QUOTED TEXT ::
Photo-junction devices

In contrast, photo-junction devices are light sensors or detectors made from silicon semiconductor PN-junctions that are sensitive to light. Photo-junction devices are designed for detector application and light penetration with their spectral response tuned to the wavelength of incident light. They detect both visible and infrared light. These devices include photodiodes and phototransistors.

Photodiodes are similar to a PN-junction diode, but the outer casing is either transparent or has a clear lens to focus light onto the PN junction, increasing sensitivity. The junction responds to red and infrared longer wavelengths.

Vishay’s TEMD1000 series of PIN photodiodes (Figure 1) feature high speed and high radiant sensitivity in black, surface-mount plastic packages featuring a lens and daylight blocking filter matched with 870 to 950-nm IR emitters.

Figure 1: The Vishay TEMD1000 series photodiodes.

RECORD EXTRACTS ::
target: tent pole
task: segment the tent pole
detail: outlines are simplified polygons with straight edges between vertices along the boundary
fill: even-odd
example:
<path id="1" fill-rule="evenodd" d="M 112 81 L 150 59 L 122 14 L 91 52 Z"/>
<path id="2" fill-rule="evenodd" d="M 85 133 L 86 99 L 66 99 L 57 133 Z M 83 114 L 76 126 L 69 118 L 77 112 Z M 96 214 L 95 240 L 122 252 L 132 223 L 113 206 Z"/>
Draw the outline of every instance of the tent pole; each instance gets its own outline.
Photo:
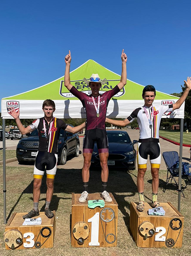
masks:
<path id="1" fill-rule="evenodd" d="M 180 135 L 179 154 L 179 175 L 178 177 L 178 210 L 179 211 L 180 211 L 180 199 L 181 198 L 181 189 L 182 183 L 182 148 L 183 144 L 183 129 L 184 119 L 181 118 L 180 119 Z"/>
<path id="2" fill-rule="evenodd" d="M 3 212 L 4 224 L 6 223 L 6 163 L 5 145 L 5 119 L 3 119 Z"/>

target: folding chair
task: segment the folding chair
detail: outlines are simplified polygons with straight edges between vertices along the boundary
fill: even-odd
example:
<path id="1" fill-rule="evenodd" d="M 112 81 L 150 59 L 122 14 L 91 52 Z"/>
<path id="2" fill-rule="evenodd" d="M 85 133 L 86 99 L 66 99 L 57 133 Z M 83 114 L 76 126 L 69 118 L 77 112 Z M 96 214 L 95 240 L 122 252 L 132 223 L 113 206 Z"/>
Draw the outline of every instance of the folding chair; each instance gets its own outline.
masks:
<path id="1" fill-rule="evenodd" d="M 167 184 L 168 184 L 170 179 L 171 179 L 170 182 L 172 183 L 172 180 L 173 179 L 178 188 L 178 184 L 175 179 L 175 177 L 178 177 L 179 175 L 179 169 L 176 168 L 176 165 L 177 161 L 179 161 L 179 157 L 178 153 L 176 151 L 163 152 L 162 153 L 162 156 L 168 171 L 166 185 L 165 187 L 163 189 L 163 192 L 165 192 Z M 168 177 L 169 175 L 170 175 Z M 182 193 L 184 197 L 185 197 L 182 190 L 181 190 L 181 192 Z"/>

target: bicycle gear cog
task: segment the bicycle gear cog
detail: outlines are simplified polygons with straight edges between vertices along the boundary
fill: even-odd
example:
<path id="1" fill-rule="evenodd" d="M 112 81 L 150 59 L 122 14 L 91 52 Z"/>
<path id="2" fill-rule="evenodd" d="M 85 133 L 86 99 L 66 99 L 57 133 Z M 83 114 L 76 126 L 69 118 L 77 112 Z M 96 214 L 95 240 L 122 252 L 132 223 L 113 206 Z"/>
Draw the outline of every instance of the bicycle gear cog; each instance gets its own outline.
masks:
<path id="1" fill-rule="evenodd" d="M 34 244 L 34 246 L 36 248 L 38 249 L 39 248 L 40 248 L 42 246 L 42 244 L 40 242 L 38 242 L 37 241 Z"/>
<path id="2" fill-rule="evenodd" d="M 179 226 L 179 227 L 173 226 L 173 221 L 179 221 L 179 223 L 178 223 Z M 171 220 L 170 222 L 170 226 L 172 230 L 178 230 L 180 228 L 181 228 L 182 227 L 182 221 L 180 219 L 178 219 L 178 218 L 175 218 L 174 219 L 173 219 L 172 220 Z"/>
<path id="3" fill-rule="evenodd" d="M 44 230 L 49 230 L 49 235 L 47 235 L 47 236 L 43 235 L 43 231 Z M 49 227 L 44 227 L 40 230 L 40 235 L 42 236 L 42 237 L 45 237 L 45 238 L 49 237 L 51 235 L 51 233 L 52 233 L 52 230 Z"/>
<path id="4" fill-rule="evenodd" d="M 175 243 L 172 238 L 168 238 L 165 241 L 165 244 L 167 247 L 173 247 L 175 244 Z"/>
<path id="5" fill-rule="evenodd" d="M 105 216 L 103 214 L 103 213 L 106 213 L 106 210 L 108 210 L 109 213 L 111 213 L 111 214 L 110 215 L 110 217 L 111 217 L 110 219 L 108 219 L 108 218 L 107 218 L 107 219 L 105 220 L 104 218 Z M 112 220 L 113 220 L 113 219 L 114 218 L 114 217 L 115 217 L 114 211 L 111 208 L 109 208 L 108 207 L 106 207 L 106 208 L 104 208 L 101 211 L 101 212 L 100 213 L 100 218 L 103 221 L 104 221 L 104 222 L 110 222 L 110 221 L 111 221 Z"/>

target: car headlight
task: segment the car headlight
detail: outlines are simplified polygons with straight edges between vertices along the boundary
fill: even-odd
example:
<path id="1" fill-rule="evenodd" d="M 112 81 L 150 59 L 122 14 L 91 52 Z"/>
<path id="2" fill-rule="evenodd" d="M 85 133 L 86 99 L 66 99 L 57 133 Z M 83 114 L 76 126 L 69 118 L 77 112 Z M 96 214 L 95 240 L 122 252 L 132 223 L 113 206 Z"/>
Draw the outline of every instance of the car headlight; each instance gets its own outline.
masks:
<path id="1" fill-rule="evenodd" d="M 129 152 L 126 152 L 125 154 L 125 155 L 133 155 L 134 153 L 134 150 L 133 150 L 132 151 L 129 151 Z"/>

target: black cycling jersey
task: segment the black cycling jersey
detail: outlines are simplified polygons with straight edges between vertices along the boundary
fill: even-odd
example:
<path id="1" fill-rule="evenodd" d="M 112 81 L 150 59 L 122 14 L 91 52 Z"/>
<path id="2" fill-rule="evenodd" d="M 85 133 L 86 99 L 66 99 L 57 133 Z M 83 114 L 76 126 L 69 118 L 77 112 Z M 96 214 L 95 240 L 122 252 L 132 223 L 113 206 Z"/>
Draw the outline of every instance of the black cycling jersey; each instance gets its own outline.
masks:
<path id="1" fill-rule="evenodd" d="M 45 131 L 44 129 L 44 122 Z M 41 117 L 34 121 L 30 126 L 33 130 L 37 129 L 39 131 L 39 144 L 38 151 L 58 154 L 60 131 L 61 128 L 65 130 L 68 124 L 56 117 L 53 117 L 49 124 L 44 117 Z M 50 130 L 49 132 L 50 129 Z"/>

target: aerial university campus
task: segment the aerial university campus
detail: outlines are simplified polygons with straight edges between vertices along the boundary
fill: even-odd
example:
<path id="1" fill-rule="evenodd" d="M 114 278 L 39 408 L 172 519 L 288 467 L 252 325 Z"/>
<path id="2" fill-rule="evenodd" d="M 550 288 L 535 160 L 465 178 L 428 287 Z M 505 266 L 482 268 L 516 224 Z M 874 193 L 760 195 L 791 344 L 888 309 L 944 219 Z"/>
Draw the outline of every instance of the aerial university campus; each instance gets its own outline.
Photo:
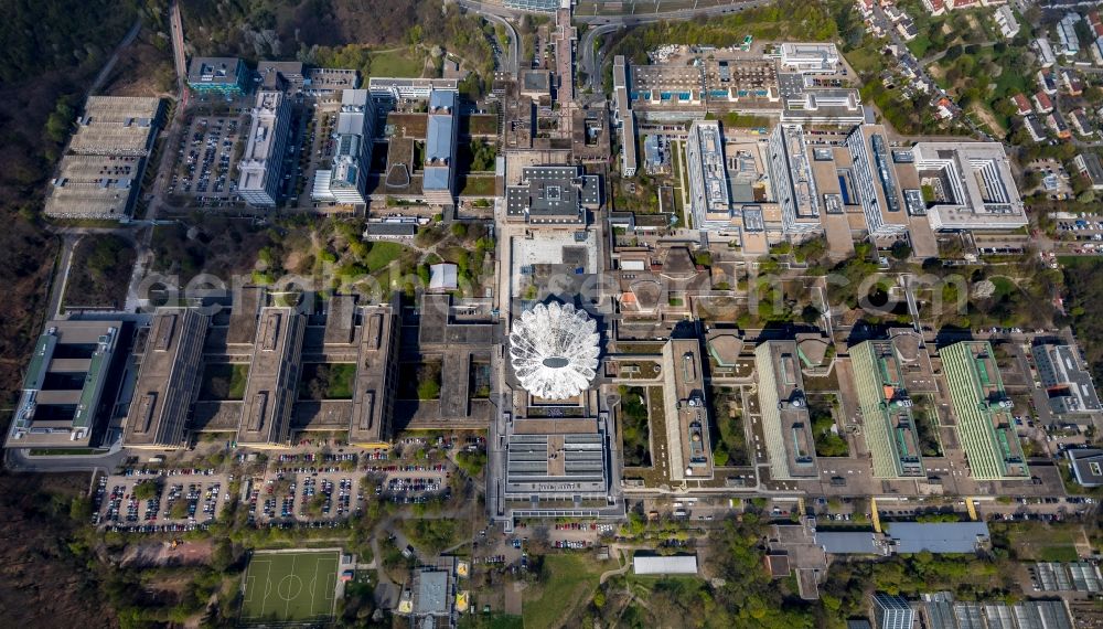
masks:
<path id="1" fill-rule="evenodd" d="M 7 625 L 1103 628 L 1099 4 L 0 0 Z"/>

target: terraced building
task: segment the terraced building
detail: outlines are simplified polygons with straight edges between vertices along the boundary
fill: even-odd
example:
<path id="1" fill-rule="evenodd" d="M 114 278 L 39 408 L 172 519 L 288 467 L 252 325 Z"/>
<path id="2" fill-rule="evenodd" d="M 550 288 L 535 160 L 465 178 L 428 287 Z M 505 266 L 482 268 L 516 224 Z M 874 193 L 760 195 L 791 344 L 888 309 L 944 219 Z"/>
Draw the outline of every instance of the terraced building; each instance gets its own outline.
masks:
<path id="1" fill-rule="evenodd" d="M 1011 401 L 987 341 L 962 341 L 939 351 L 950 388 L 957 438 L 976 480 L 1030 477 L 1015 434 Z"/>
<path id="2" fill-rule="evenodd" d="M 896 343 L 891 340 L 859 343 L 850 349 L 850 361 L 874 477 L 925 476 L 912 402 Z"/>

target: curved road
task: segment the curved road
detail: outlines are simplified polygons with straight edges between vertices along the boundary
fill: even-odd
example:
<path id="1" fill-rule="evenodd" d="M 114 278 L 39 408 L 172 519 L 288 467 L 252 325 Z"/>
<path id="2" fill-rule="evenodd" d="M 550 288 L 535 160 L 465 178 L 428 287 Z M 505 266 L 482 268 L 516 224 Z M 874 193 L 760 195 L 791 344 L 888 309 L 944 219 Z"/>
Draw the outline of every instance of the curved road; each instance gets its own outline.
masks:
<path id="1" fill-rule="evenodd" d="M 507 17 L 512 18 L 516 13 L 504 10 L 504 8 L 502 8 L 503 11 L 495 11 L 493 6 L 485 6 L 482 2 L 473 0 L 459 0 L 459 4 L 478 15 L 482 15 L 486 21 L 501 24 L 510 31 L 510 56 L 505 60 L 503 70 L 517 76 L 521 67 L 521 47 L 517 40 L 517 29 L 513 28 L 513 24 L 506 20 Z"/>
<path id="2" fill-rule="evenodd" d="M 520 9 L 510 9 L 503 7 L 502 4 L 494 4 L 489 2 L 480 2 L 479 0 L 457 0 L 461 7 L 470 11 L 486 18 L 488 20 L 495 23 L 504 23 L 511 32 L 512 43 L 511 43 L 511 55 L 512 63 L 510 64 L 513 68 L 513 73 L 517 74 L 517 68 L 520 64 L 520 55 L 517 51 L 517 31 L 508 22 L 508 19 L 516 19 L 525 14 L 525 11 Z M 603 63 L 602 53 L 595 55 L 593 53 L 593 38 L 599 34 L 609 34 L 622 26 L 635 26 L 639 24 L 646 24 L 651 22 L 661 22 L 663 20 L 690 20 L 698 17 L 710 17 L 710 15 L 724 15 L 727 13 L 738 13 L 746 9 L 753 7 L 761 7 L 763 4 L 769 4 L 771 0 L 747 0 L 746 2 L 735 2 L 730 4 L 720 4 L 714 7 L 702 7 L 699 9 L 682 9 L 678 11 L 664 11 L 662 13 L 649 13 L 641 15 L 579 15 L 575 14 L 574 19 L 576 22 L 582 22 L 585 24 L 590 24 L 592 28 L 586 31 L 581 40 L 578 43 L 580 51 L 579 71 L 585 72 L 587 75 L 587 83 L 591 90 L 597 90 L 600 86 L 598 77 L 601 75 L 601 64 Z M 496 19 L 495 19 L 496 18 Z M 499 21 L 501 20 L 501 21 Z M 597 58 L 595 58 L 597 56 Z"/>
<path id="3" fill-rule="evenodd" d="M 699 15 L 722 15 L 726 13 L 738 13 L 745 9 L 750 9 L 753 7 L 761 7 L 763 4 L 769 4 L 770 0 L 748 0 L 747 2 L 740 2 L 738 4 L 722 4 L 720 7 L 708 7 L 703 9 L 684 9 L 681 11 L 670 11 L 665 13 L 651 13 L 646 15 L 575 15 L 575 20 L 578 22 L 583 22 L 591 24 L 592 28 L 588 29 L 586 33 L 582 34 L 581 40 L 578 42 L 579 72 L 586 73 L 585 87 L 589 87 L 591 92 L 598 93 L 601 89 L 601 77 L 603 76 L 601 67 L 604 64 L 604 50 L 598 50 L 595 52 L 593 40 L 598 35 L 608 35 L 614 31 L 618 31 L 625 26 L 635 26 L 640 24 L 647 24 L 653 22 L 660 22 L 663 20 L 689 20 Z"/>

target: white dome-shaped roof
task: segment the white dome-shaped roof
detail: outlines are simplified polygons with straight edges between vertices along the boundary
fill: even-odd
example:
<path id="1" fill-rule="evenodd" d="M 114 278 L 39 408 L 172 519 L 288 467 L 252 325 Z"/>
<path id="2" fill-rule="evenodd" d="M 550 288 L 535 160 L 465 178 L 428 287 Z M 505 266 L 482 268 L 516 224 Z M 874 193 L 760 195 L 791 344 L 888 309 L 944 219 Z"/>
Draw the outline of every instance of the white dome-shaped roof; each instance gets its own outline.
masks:
<path id="1" fill-rule="evenodd" d="M 574 397 L 598 369 L 597 323 L 570 303 L 522 312 L 510 334 L 510 362 L 525 391 L 545 399 Z"/>

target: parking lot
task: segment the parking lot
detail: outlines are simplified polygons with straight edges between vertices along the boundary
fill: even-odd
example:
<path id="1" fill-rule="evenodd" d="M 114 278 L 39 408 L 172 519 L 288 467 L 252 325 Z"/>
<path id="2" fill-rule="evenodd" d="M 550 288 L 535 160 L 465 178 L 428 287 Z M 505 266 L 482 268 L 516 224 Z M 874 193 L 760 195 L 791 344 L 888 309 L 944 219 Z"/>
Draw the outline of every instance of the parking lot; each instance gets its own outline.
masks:
<path id="1" fill-rule="evenodd" d="M 169 194 L 193 196 L 217 206 L 237 192 L 234 167 L 240 156 L 248 119 L 239 116 L 195 116 L 178 147 L 176 170 Z"/>
<path id="2" fill-rule="evenodd" d="M 277 472 L 249 487 L 249 522 L 335 521 L 361 513 L 364 495 L 356 475 L 341 471 Z"/>
<path id="3" fill-rule="evenodd" d="M 148 498 L 141 497 L 148 489 L 136 491 L 142 483 L 153 488 Z M 93 523 L 116 531 L 191 531 L 214 521 L 229 499 L 227 487 L 228 478 L 211 470 L 104 476 L 94 494 Z"/>

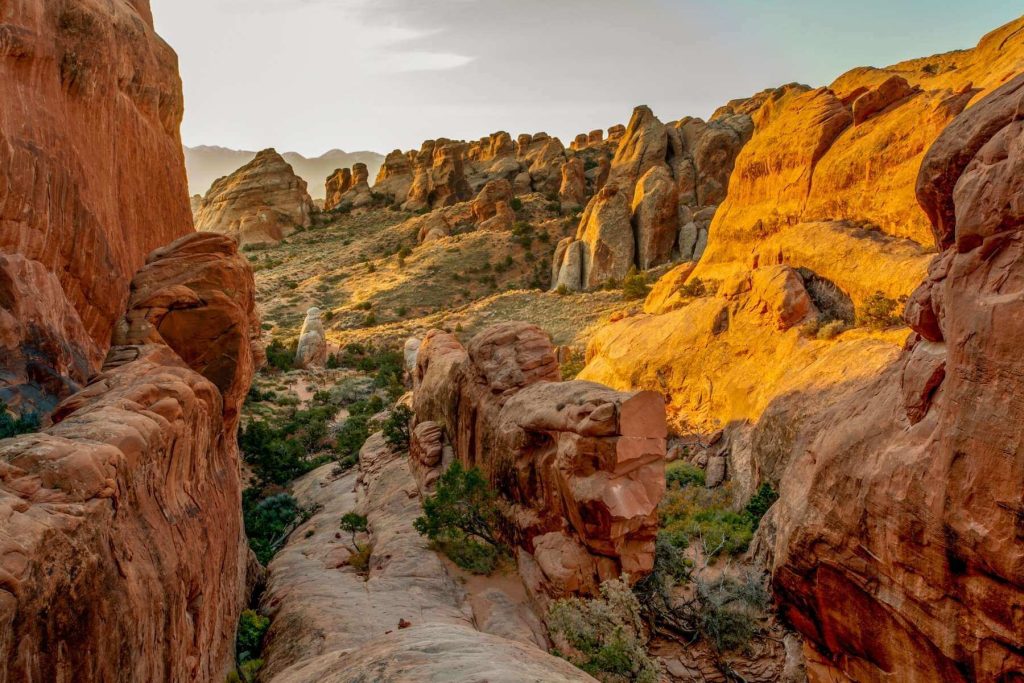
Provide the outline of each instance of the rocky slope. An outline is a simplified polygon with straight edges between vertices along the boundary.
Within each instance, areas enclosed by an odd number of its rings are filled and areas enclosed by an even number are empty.
[[[362,447],[359,471],[338,478],[333,467],[295,485],[303,504],[321,507],[270,563],[263,605],[273,626],[262,680],[594,680],[538,647],[522,617],[502,611],[507,603],[474,611],[413,529],[421,513],[416,480],[380,434]],[[337,520],[353,510],[370,523],[366,575],[348,566],[353,549],[336,533]],[[497,633],[486,632],[489,612]]]
[[[453,459],[479,467],[539,600],[650,572],[665,494],[659,396],[560,382],[548,336],[522,323],[488,328],[468,349],[428,333],[414,379],[412,463],[423,488]]]
[[[1024,75],[925,157],[944,250],[907,308],[914,335],[848,403],[811,414],[774,516],[774,581],[819,675],[1013,680],[1021,623],[1019,283]],[[849,405],[864,410],[842,429]],[[813,454],[813,455],[812,455]],[[809,493],[799,496],[794,492]],[[827,493],[826,493],[827,492]],[[826,596],[846,597],[841,609]],[[870,631],[862,625],[872,624]]]
[[[273,150],[210,187],[196,212],[196,229],[230,236],[240,245],[280,242],[308,227],[316,212],[306,182]]]
[[[225,675],[258,335],[234,245],[182,238],[133,280],[102,372],[52,426],[0,441],[0,681]]]
[[[191,230],[181,82],[142,0],[13,0],[0,36],[0,397],[45,411],[98,370],[145,255]]]

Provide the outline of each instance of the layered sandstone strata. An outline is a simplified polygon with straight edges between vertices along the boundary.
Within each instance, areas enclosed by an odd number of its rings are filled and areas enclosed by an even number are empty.
[[[273,150],[263,150],[203,198],[196,229],[227,234],[240,245],[276,243],[308,227],[316,209],[306,181]]]
[[[527,553],[520,563],[539,568],[543,592],[593,593],[652,568],[665,410],[651,392],[559,379],[535,326],[495,326],[468,349],[429,333],[417,354],[413,464],[429,483],[450,444],[499,492],[508,541]]]
[[[261,679],[306,681],[593,681],[534,642],[521,609],[507,601],[477,608],[445,563],[413,528],[422,513],[404,454],[378,433],[358,470],[334,465],[295,483],[317,512],[269,566],[263,607],[273,616]],[[348,565],[354,548],[338,519],[367,516],[366,575]],[[543,629],[542,629],[543,631]],[[543,640],[543,636],[542,636]]]
[[[773,577],[819,677],[1024,676],[1022,111],[1018,76],[932,145],[918,196],[944,251],[907,308],[915,334],[877,381],[803,418]]]
[[[0,91],[0,398],[46,411],[98,370],[145,255],[191,230],[181,82],[147,1],[12,0]]]
[[[102,372],[51,427],[0,442],[0,681],[225,675],[247,592],[254,291],[227,238],[158,250]]]

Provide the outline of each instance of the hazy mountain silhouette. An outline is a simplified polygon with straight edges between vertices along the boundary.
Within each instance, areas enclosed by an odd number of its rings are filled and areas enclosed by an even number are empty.
[[[232,173],[256,156],[255,152],[206,144],[197,147],[186,146],[184,150],[189,195],[206,195],[214,180]],[[313,159],[306,159],[295,152],[283,153],[282,157],[309,184],[309,196],[313,199],[324,199],[324,182],[335,169],[351,167],[352,164],[362,162],[370,170],[370,178],[373,180],[384,162],[384,155],[376,152],[341,150],[331,150]]]

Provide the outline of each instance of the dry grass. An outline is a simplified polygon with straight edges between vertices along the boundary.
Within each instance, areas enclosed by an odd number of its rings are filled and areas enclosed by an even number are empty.
[[[617,292],[558,296],[547,286],[555,245],[572,218],[528,202],[522,217],[532,240],[511,232],[467,231],[417,245],[412,214],[374,210],[335,216],[280,245],[248,252],[264,329],[298,334],[305,311],[326,311],[333,344],[398,345],[431,328],[464,339],[488,325],[522,319],[559,345],[582,346],[596,324],[622,308]],[[399,251],[400,250],[400,251]]]

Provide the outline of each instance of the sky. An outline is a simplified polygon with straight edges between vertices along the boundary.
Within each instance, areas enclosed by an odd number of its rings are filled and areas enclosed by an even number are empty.
[[[736,97],[972,47],[1021,0],[152,0],[185,144],[418,148],[708,117]]]

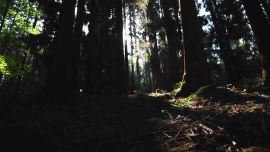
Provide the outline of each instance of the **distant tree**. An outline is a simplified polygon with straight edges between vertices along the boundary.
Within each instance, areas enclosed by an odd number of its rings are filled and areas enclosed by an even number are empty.
[[[166,30],[169,52],[168,78],[170,86],[172,86],[177,82],[178,80],[179,72],[177,68],[178,59],[176,54],[178,48],[179,48],[177,47],[177,43],[179,43],[179,42],[178,42],[176,37],[180,36],[176,35],[178,34],[176,26],[169,10],[170,8],[169,0],[162,0],[161,1],[163,6],[164,20]],[[175,15],[175,16],[176,16],[177,18],[176,18],[177,19],[178,18],[178,14],[177,14],[177,15]],[[176,20],[176,22],[179,22],[179,20]]]
[[[270,20],[270,6],[268,3],[269,0],[260,0],[262,4],[264,6],[264,8],[267,14],[268,20]]]
[[[47,78],[47,91],[52,96],[71,94],[71,56],[76,0],[62,1],[58,28],[54,40],[52,70]]]
[[[102,2],[94,0],[91,2],[90,26],[88,36],[90,44],[86,47],[87,56],[86,70],[86,81],[84,90],[86,92],[96,95],[99,91],[102,72]]]
[[[134,16],[133,16],[133,12],[134,11],[134,8],[132,6],[131,2],[128,4],[128,10],[129,10],[129,16],[130,16],[130,62],[131,64],[131,86],[130,88],[132,90],[134,90],[135,88],[135,78],[134,74],[134,44],[133,42],[133,37],[134,36],[134,34],[132,33],[132,24],[134,24]]]
[[[128,64],[128,38],[127,38],[127,32],[128,30],[126,28],[126,5],[127,2],[126,0],[123,0],[123,15],[124,15],[124,28],[126,29],[125,33],[125,40],[124,40],[124,70],[125,70],[125,74],[126,74],[126,90],[128,90],[130,89],[130,68]]]
[[[116,2],[116,28],[117,48],[115,51],[114,87],[116,93],[124,93],[125,90],[124,60],[123,44],[123,4],[122,0]]]
[[[78,0],[77,4],[77,14],[74,32],[74,50],[72,51],[72,88],[75,92],[78,92],[78,62],[80,50],[80,44],[82,38],[82,26],[85,16],[86,0]]]
[[[183,85],[176,96],[189,96],[200,87],[212,84],[194,0],[180,0],[184,40]]]
[[[240,74],[237,68],[236,59],[234,55],[224,25],[225,20],[220,14],[216,0],[206,0],[207,8],[209,10],[216,34],[216,38],[220,48],[220,57],[228,76],[228,83],[236,84],[240,82]]]
[[[154,89],[156,89],[160,87],[162,74],[160,56],[158,49],[156,25],[155,24],[157,20],[157,14],[154,6],[155,1],[149,0],[147,7],[147,18],[148,24],[148,34],[150,42],[150,60],[153,75],[152,82],[154,84]]]
[[[0,34],[1,34],[1,32],[2,32],[2,29],[3,28],[3,26],[4,23],[4,20],[6,20],[6,14],[8,14],[8,8],[10,8],[10,4],[12,2],[12,0],[6,0],[6,6],[4,8],[4,10],[3,12],[3,14],[2,14],[2,19],[1,20],[1,24],[0,25]]]
[[[270,86],[270,26],[258,0],[242,0],[258,46],[262,68],[262,85]]]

WRITTEN TASKS ::
[A] Go through the photo-junction devices text from "In contrast, photo-junction" down to "950-nm IR emitters." and write out everything in that stretch, swapping "infrared" for "IR".
[B] Pick out every line in the rows that contains the string "segment", and copy each of those lines.

THE ANSWERS ::
[A]
In contrast, photo-junction devices are light sensors or detectors made from silicon semiconductor PN-junctions that are sensitive to light. Photo-junction devices are designed for detector application and light penetration with their spectral response tuned to the wavelength of incident light. They detect both visible and IR light. These devices include photodiodes and phototransistors.

Photodiodes are similar to a PN-junction diode, but the outer casing is either transparent or has a clear lens to focus light onto the PN junction, increasing sensitivity. The junction responds to red and IR longer wavelengths.

Vishay’s TEMD1000 series of PIN photodiodes (Figure 1) feature high speed and high radiant sensitivity in black, surface-mount plastic packages featuring a lens and daylight blocking filter matched with 870 to 950-nm IR emitters.

[B]
task: segment the tent pole
task: segment the folding chair
task: segment the bicycle gear cog
task: segment the car headlight
task: segment the black cycling jersey
task: segment the aerial university campus
task: segment the terraced building
task: segment the curved road
task: segment the white dome-shaped roof
task: segment the parking lot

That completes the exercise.